Problem requirements ->
List every line of the records that contains the word "black". Case matters, so include only lines where it appears with exactly that capitalization.

Information given ->
__________________________________________________

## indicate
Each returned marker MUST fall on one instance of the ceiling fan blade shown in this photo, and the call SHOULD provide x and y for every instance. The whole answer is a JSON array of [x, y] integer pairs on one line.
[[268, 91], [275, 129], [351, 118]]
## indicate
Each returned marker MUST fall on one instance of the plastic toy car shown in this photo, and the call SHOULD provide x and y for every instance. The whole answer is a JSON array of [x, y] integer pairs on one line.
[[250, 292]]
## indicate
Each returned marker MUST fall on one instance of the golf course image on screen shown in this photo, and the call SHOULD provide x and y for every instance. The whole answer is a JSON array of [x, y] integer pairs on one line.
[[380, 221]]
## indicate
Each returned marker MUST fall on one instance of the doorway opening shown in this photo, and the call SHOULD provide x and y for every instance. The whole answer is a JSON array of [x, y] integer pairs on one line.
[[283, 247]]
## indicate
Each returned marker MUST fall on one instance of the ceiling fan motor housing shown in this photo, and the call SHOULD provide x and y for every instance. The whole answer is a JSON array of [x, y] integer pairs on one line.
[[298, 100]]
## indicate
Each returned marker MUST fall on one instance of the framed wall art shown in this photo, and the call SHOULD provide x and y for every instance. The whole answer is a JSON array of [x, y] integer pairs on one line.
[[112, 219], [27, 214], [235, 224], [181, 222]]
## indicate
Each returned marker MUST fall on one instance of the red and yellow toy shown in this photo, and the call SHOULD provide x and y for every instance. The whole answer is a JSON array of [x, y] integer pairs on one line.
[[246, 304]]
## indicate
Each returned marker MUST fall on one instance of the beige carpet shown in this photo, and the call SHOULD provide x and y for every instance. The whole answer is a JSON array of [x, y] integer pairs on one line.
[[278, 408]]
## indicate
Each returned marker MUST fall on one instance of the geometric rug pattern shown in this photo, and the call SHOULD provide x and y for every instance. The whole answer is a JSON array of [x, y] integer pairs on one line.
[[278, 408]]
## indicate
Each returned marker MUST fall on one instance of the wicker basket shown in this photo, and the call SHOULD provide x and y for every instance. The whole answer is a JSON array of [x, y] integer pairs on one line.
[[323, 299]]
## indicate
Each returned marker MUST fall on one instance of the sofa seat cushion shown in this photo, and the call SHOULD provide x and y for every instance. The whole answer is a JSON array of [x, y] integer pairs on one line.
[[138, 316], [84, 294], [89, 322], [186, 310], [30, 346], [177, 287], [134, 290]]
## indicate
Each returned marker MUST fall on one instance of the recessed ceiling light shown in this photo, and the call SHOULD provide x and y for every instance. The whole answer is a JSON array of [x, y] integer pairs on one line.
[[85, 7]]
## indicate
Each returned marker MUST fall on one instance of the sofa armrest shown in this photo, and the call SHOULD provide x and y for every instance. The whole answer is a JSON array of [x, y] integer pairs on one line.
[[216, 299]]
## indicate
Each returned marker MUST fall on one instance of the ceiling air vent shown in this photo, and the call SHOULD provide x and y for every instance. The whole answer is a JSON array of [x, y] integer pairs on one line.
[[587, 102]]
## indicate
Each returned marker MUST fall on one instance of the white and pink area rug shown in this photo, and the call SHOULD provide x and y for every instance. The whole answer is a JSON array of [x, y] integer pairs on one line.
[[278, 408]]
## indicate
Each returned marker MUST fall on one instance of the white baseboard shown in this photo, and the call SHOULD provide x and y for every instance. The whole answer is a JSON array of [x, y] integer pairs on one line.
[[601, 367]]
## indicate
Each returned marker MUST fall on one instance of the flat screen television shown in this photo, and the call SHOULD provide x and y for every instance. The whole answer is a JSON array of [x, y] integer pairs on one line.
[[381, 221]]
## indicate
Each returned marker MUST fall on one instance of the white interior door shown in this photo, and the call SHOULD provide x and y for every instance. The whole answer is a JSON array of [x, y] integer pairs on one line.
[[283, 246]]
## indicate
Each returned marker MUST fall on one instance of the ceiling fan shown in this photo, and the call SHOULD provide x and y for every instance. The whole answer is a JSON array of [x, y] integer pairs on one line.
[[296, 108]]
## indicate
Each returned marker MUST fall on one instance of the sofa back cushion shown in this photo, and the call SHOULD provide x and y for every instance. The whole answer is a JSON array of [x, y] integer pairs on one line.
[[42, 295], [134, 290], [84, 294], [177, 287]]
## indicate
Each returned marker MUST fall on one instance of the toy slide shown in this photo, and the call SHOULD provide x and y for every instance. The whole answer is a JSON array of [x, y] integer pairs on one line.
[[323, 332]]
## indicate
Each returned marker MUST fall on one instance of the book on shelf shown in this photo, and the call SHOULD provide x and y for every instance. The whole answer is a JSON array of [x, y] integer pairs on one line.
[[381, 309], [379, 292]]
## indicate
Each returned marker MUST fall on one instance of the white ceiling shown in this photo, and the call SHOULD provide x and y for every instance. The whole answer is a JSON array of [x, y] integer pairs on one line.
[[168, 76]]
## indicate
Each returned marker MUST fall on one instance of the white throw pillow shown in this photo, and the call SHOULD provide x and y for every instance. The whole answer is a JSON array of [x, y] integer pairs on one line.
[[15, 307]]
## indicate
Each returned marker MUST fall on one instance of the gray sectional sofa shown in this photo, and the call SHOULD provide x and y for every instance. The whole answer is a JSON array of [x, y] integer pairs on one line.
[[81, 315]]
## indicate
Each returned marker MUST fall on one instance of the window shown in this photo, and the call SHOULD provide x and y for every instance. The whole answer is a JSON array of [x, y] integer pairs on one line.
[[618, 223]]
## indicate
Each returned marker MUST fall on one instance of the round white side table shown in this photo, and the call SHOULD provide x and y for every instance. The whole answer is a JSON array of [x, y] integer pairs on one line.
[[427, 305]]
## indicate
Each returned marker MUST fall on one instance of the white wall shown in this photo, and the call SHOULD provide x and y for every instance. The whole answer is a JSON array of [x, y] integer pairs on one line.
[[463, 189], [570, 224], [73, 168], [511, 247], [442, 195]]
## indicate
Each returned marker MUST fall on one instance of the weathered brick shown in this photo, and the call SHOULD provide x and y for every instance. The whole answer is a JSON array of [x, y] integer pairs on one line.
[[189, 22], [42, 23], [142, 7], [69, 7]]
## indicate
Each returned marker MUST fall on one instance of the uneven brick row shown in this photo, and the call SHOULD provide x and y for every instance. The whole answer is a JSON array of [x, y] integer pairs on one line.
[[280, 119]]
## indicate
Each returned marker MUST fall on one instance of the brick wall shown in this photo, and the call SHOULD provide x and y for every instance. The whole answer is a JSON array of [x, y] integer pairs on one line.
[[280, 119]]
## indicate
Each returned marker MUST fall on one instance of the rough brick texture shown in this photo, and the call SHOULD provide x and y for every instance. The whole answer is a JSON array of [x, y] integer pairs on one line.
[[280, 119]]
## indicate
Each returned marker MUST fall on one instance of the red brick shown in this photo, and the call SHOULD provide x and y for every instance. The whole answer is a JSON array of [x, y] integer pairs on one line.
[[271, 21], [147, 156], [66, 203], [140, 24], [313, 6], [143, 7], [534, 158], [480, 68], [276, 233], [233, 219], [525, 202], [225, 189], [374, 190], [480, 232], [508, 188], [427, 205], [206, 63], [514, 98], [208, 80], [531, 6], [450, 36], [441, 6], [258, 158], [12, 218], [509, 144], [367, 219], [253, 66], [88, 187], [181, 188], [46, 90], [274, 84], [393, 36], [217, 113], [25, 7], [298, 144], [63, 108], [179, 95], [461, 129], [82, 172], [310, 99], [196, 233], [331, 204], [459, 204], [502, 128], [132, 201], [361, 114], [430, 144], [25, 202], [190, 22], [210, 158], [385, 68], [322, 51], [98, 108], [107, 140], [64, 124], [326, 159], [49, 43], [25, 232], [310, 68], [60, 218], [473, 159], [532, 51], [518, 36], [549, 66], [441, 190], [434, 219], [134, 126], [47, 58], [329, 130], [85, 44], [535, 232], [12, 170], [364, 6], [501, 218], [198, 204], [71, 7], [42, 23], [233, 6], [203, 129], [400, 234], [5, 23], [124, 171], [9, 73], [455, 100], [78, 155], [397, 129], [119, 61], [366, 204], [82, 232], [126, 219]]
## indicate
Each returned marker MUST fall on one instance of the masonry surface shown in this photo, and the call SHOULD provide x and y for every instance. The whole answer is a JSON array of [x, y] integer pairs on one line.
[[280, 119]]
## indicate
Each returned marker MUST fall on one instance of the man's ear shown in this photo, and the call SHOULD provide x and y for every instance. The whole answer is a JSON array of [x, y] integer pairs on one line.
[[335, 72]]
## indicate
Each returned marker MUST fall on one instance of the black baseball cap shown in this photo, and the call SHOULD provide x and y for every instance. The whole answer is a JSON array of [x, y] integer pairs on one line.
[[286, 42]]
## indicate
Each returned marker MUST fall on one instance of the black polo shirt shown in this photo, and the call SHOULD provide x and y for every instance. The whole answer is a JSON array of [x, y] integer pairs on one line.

__________________________________________________

Exercise answer ->
Each returned marker MUST fall on one instance of the black baseball cap shown in this photo, and the call SHOULD provide x and y for every instance. The whole answer is a JSON array of [x, y] integer pairs on one line.
Each returned marker MUST fall on one instance of the black polo shirt shown in this photo, and the call SHOULD provide x and y for every instance. The whole answer is a JSON array of [x, y] integer pairs on one line.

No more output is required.